WHAT TO PRODUCE
Each entry has to be set down again with no alteration.
── INFORMATION GIVEN
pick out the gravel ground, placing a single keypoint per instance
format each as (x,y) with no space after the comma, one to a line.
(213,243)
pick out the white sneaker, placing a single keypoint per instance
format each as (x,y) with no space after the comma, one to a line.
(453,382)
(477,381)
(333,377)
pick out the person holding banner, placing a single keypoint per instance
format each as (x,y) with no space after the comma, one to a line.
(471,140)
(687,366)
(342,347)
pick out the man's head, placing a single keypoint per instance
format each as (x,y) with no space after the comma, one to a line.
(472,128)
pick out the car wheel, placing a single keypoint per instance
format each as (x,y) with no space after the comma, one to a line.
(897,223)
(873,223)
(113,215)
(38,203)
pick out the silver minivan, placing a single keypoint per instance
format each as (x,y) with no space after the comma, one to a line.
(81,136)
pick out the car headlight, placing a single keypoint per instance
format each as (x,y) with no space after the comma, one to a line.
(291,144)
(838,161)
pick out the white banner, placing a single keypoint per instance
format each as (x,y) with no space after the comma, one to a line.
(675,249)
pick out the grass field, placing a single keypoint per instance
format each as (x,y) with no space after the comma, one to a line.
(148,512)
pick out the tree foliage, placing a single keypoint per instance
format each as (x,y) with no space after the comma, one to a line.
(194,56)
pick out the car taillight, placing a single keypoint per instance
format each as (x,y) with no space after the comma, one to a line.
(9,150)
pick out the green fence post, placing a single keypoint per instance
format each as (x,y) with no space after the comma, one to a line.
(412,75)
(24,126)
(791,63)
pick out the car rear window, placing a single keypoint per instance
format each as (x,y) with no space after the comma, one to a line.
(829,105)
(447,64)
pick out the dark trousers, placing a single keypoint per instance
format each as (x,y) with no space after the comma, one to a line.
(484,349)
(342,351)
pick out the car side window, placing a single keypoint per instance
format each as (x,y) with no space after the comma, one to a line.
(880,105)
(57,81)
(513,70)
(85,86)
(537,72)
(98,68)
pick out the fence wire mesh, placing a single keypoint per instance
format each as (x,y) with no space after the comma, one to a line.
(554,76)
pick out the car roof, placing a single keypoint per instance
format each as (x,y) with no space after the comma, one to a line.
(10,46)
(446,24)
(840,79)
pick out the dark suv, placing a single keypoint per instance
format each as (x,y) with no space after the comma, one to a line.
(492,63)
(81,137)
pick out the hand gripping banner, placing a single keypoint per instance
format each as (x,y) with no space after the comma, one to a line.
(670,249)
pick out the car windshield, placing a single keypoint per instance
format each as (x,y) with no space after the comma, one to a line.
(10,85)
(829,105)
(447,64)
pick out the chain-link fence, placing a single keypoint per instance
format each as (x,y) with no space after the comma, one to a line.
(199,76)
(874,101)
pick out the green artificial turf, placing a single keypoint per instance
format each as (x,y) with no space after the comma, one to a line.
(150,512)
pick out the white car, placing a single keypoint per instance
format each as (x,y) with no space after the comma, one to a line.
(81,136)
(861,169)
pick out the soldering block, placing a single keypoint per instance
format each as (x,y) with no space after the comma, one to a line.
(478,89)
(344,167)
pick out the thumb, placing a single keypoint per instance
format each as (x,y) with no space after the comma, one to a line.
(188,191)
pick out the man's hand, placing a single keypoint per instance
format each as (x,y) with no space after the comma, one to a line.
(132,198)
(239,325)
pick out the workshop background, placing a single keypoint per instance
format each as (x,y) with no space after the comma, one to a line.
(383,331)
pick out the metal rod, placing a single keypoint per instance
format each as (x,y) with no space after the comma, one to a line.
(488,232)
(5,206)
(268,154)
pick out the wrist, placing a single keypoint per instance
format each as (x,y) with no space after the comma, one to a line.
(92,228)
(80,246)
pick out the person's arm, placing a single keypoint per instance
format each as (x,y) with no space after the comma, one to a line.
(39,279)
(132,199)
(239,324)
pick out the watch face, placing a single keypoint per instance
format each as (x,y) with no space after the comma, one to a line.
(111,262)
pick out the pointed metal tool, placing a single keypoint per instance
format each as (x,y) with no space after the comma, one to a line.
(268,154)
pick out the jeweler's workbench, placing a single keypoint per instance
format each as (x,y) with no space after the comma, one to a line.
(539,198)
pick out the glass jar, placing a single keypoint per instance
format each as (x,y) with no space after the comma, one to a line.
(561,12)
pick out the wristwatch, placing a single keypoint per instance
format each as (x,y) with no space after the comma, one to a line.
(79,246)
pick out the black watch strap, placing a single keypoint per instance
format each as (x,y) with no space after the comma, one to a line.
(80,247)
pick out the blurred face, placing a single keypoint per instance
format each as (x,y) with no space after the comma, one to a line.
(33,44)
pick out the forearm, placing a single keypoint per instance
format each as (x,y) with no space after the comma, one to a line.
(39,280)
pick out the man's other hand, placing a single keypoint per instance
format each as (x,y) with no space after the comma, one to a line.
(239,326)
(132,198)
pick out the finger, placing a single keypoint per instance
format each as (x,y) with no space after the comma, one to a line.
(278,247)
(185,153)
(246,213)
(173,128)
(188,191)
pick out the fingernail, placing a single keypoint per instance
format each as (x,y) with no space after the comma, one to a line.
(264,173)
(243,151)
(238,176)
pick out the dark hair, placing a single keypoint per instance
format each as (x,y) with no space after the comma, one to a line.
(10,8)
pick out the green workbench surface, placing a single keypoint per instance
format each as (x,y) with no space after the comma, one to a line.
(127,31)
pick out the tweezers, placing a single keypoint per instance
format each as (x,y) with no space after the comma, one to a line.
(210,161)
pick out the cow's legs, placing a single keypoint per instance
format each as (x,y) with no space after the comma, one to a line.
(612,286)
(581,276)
────
RESPONSE AREA
pick out the gravel ground, placing a single keypoint per instance
format each as (x,y) with no space after the comma, one to a line.
(213,243)
pick out the white sneaker, placing a single keypoint per instance
format each as (x,y) with no space after the comma, one to a line.
(453,382)
(477,381)
(333,377)
pick out the person holding banner, placing a single keypoint per instance
format each as (x,y) with no space after the comma, one to a line.
(471,140)
(687,366)
(342,347)
pick out the man's head, placing a single keypoint per instance
format each as (x,y) with no space after the comma, one to a line.
(472,128)
pick out the car wheel, placing a single keypoint per instance
format each as (x,y) with no space after the comma, one to a line.
(897,223)
(873,223)
(113,215)
(38,203)
pick out the silver minivan, placing a single keypoint per instance
format each as (x,y) with no space after the comma, one to a line.
(81,136)
pick out the car headlight, placing a single keypoint per instance
format each as (x,y) with no space after the comma, one to a line.
(291,144)
(838,161)
pick out the white banner, placing a single keypoint per instance
format each as (x,y) with no space after the comma, one to a line.
(675,249)
pick out the grass field, placing a single keypoint per instance
format each as (x,y) with no space after the comma, one to a line.
(148,512)
pick out the tree foliage, placing a single keypoint per instance
format each as (x,y) with no space after the comma, one to a line.
(194,56)
pick out the car taillight, placing a single keypoint per instance
format each as (x,y) with no space after the comma, one to a line.
(9,150)
pick out the green fence post, placing a single keypoint per instance
format each as (x,y) with no space after the comma, one to a line.
(412,75)
(24,126)
(791,63)
pick out the car rear window, placing a single keypoint per instance
format each as (x,y) with no space after the comma, one to a line.
(829,105)
(447,64)
pick out the dark trousers, placing a single keypoint per instance
format each as (x,y) with no space after the comma, one to a line.
(484,349)
(342,351)
pick out the car side window, placing a single keypoint per instance
format each as (x,y) with no space after the comma, one to a line.
(880,105)
(57,81)
(513,70)
(85,86)
(537,72)
(98,68)
pick out the fence wire mesh, placing a single keypoint per instance
format each as (x,y) with no space after the comma, one to a line.
(554,76)
pick out the car roof, placing a single keypoint per instance
format each as (x,y) with no space after the comma, one to a line.
(10,46)
(446,24)
(840,79)
pick out the dark suv, placing a single keypoint per instance
format each as (x,y) with no space after the comma, one to a line.
(492,63)
(81,137)
pick out the hand gripping banner, placing a single keypoint per instance
format each as (x,y) with no space after the comma, one to a line.
(670,249)
pick out the car windshield, placing a single keypoint per instance
format each as (x,y) with no space after the comma, one to a line.
(10,85)
(829,105)
(447,64)
pick out the chain-link fence, placing a single keypoint per instance
format each as (x,y) with no space after the comma, one to a line.
(199,76)
(874,101)
pick out the green artificial turf, placing a single keypoint per instance
format each as (x,y) with no space after the comma, one to a line.
(150,512)
pick out the white car, placing a single keypoint per instance
format each as (x,y) with no space after the comma, one to a line.
(81,136)
(861,169)
pick out the soldering block, placing a single keypoint per instance
format each as (x,y) with no space after the comma, one to a line.
(478,89)
(344,167)
pick out the thumb, placing a single keypoint per instance
format each as (x,y) with no space after the comma, one to a line.
(188,191)
pick out the man's hand, placing a single keypoint per instance
format each as (x,y) with no space after the comma, one to a line.
(132,198)
(239,325)
pick out the workshop background, placing a single keypoint per instance
format each as (x,y) with no space after the comma, one to a line.
(383,331)
pick out the metal rod, placing a single keypoint per instance
format each as (x,y) with no space after the comma, one to a line.
(488,232)
(5,206)
(268,154)
pick out the wrist, placing a single keypoint per instance
format each as (x,y) with no space after the comma, one to a line.
(92,228)
(80,246)
pick out the person's arm, placing a single keypoint per instance
format each as (x,y) with no space after the comma, one to a line.
(39,279)
(132,199)
(239,324)
pick out the watch face, placing a single keypoint per instance
format each as (x,y) with no space after the comma, one to a line.
(111,262)
pick out the pointed metal tool, placing a single keypoint per instance
format each as (x,y) with no space after the comma, one to a line.
(268,154)
pick out the jeweler's workbench, placing a single keypoint per instance
format each as (x,y) with no space after the comma, one to a line.
(539,198)
pick out the glass jar, placing a single keypoint per instance
format each as (x,y) with no space after the comma, one to a line.
(561,12)
pick out the wristwatch, placing a single keypoint per instance
format each as (x,y) with no space after the comma, one to a line.
(79,246)
pick out the black watch strap, placing a single keypoint per instance
format each as (x,y) with no space after the comma, one to a line.
(80,247)
pick out the blurred face, placing a single keypoint per instance
format each as (x,y) with no space after the comma, one to a line.
(33,44)
pick out the forearm, placing a single keypoint per instance
format each as (x,y) with no space after the comma, one to a line.
(39,280)
pick out the man's other hand, placing a single keypoint per instance
format each as (x,y) with no space after the comma, one to a line.
(239,326)
(132,198)
pick out the finger, placing a single keypoint per instance
format each as (x,y) with no space after the comma, one to a line.
(278,247)
(185,153)
(246,213)
(173,128)
(188,191)
pick out the fingernail, placing a single keypoint per instance
format each as (x,y) with no space after the comma, one to a line.
(264,173)
(243,151)
(238,176)
pick out the dark hair, placing a single keypoint per instance
format each as (x,y) with no space after the comma, one to a line.
(10,8)
pick out the green workbench surface, placing a single keypoint per instance
format each as (x,y) with no space after the comma, one to a line.
(127,31)
pick out the tweezers, placing a single keypoint per instance
format each as (x,y) with no space after the comma, one to a line.
(210,161)
pick out the cow's legs, placing a single keypoint per instance
format each as (x,y) with no space after the comma, one to a line.
(612,286)
(581,276)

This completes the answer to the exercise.